* **本文抜粋**:
»»
担当編集者に、本作の魅力や戦略の意図などを聞いてみた
――新作ながらに力の入った展開や仕掛けを数多く行っている『さよなら、英雄になった旦那様』ですが、担当編集者としてどのように向き合っているのか、お聞きしたいと思います。まずは担当目線での本作の魅力、オススメポイントをお聞かせください。
本作の中心にあるのは、「祈り」という一見非力な行為が、どれほど人を支えているのか――というテーマです。
主人公のフローラは、戦場に立つことも剣を振るうこともできない女性ですが、彼女の“祈る”という想いが、やがて多くの人々を動かしていきます。派手な戦闘やスキルの力ではなく、人の優しさや願いが積み重なって生まれる奇跡。その静かな力こそが、本作ならではの温かさであり、確かな強さです。
今では多くの物語で“魔法”は当たり前のように描かれますが、その始まりを辿れば、「こうあってほしい」と願う心や祈り――つまり、奇跡を望む力から生まれたものではないでしょうか。本作の世界では、“魔法”はまだ特別な存在です。誰かを想う純粋な祈りが、やがて奇跡として形になる。そんな“魔法の原初”ともいえる姿が、ここには描かれています。初めて読んだとき、その発想と優しさに強く惹かれたことを覚えています。
そしてフローラという主人公は、昨今多く見られる“前向きで芯の強い女性像”とは少し異なります。彼女は離縁を告げられ、言葉にできない空虚さを抱えるごく普通の女性です。優しい言葉をかけられれば涙してしまうような繊細さを持ちながらも、「祈るだけの役立たずな妻」から抜け出そうと、自分なりに歩みを始める。大きな力で道を切り開くタイプではありませんが、迷いながらも前へ進み、やがて仲間たちにとって“なくてはならない存在”へと成長していく――その過程にこそ、彼女の本当の強さがあります。等身大の弱さを抱えながらも、確かに前に進むフローラの姿には、きっと誰もが共感できるはずです。彼女が見せてくれる“優しさの強さ”は、現実の私たちにも静かに寄り添ってくれるような力を持っています。
««
* **課題 1**: 本文抜粋によれば、本作の中心にあるテーマは何か。

* **記録**:
»»
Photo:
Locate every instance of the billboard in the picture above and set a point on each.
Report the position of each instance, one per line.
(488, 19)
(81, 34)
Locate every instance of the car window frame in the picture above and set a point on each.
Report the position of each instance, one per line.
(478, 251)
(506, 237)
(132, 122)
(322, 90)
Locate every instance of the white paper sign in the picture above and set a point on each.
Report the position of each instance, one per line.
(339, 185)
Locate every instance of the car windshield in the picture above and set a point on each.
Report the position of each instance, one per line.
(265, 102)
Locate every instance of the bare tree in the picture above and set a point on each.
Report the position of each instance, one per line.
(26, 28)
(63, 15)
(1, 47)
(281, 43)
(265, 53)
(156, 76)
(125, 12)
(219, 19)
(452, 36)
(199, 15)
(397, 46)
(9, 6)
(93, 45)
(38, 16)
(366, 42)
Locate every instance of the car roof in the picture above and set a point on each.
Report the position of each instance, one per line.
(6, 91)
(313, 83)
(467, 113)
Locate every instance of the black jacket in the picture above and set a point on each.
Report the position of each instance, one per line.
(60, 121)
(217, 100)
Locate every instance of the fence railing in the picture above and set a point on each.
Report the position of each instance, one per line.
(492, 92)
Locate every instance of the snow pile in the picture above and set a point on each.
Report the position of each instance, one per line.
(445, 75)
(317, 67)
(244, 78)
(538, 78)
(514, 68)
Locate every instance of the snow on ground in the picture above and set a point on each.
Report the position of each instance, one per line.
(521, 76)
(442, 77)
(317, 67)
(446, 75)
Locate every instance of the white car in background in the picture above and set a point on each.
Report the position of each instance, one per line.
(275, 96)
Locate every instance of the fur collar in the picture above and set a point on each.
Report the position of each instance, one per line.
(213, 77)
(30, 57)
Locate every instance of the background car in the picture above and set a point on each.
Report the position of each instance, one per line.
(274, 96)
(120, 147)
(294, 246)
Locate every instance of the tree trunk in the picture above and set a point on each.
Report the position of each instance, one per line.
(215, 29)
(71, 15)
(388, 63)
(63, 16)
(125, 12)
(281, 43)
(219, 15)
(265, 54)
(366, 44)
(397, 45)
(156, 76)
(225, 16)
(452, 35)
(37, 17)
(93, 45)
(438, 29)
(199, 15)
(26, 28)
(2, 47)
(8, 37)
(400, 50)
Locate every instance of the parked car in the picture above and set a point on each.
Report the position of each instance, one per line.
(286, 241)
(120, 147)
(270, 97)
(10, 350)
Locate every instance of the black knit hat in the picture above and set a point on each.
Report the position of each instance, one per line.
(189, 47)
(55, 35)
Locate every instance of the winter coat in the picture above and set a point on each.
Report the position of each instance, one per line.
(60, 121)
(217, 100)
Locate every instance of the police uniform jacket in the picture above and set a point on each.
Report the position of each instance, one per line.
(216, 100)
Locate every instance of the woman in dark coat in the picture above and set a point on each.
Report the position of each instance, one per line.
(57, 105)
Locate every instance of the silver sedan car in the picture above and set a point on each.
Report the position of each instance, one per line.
««
* **課題 2**: 記録のうち、「Locate every instance of the black knit」を含む行から記録の最後までを書き直せ。「position」を「location」に置き換え、ほかは変えないこと。

* **解答 1**: 「祈り」という一見非力な行為が、どれほど人を支えているのかというテーマである。

* **解答 2**:
Locate every instance of the black knit hat in the picture above and set a point on each.
Report the location of each instance, one per line.
(189, 47)
(55, 35)
Locate every instance of the winter coat in the picture above and set a point on each.
Report the location of each instance, one per line.
(60, 121)
(217, 100)
Locate every instance of the police uniform jacket in the picture above and set a point on each.
Report the location of each instance, one per line.
(216, 100)
Locate every instance of the woman in dark coat in the picture above and set a point on each.
Report the location of each instance, one per line.
(57, 105)
Locate every instance of the silver sedan car in the picture above and set a point on each.
Report the location of each instance, one per line.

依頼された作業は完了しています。